# What is required
Return the entries below verbatim, with no changes.

* Begin Record set *

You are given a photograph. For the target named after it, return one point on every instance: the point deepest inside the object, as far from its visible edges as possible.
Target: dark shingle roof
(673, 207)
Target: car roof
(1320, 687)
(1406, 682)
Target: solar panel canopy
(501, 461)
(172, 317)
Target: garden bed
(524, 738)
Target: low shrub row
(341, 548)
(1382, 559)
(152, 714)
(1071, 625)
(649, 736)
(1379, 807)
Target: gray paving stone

* End Record set *

# Correct result
You are given a photograph. For the target named after it, return one point on every instance: the point deepest inside the object, as far from its visible edges as possible.
Target: dark shingle roof
(673, 207)
Target: car roof
(1320, 687)
(1406, 682)
Target: solar panel canopy
(501, 461)
(172, 317)
Target: garden bed
(524, 738)
Target: low shrub row
(341, 548)
(1382, 559)
(152, 714)
(1071, 625)
(649, 736)
(1379, 807)
Target: gray paving stone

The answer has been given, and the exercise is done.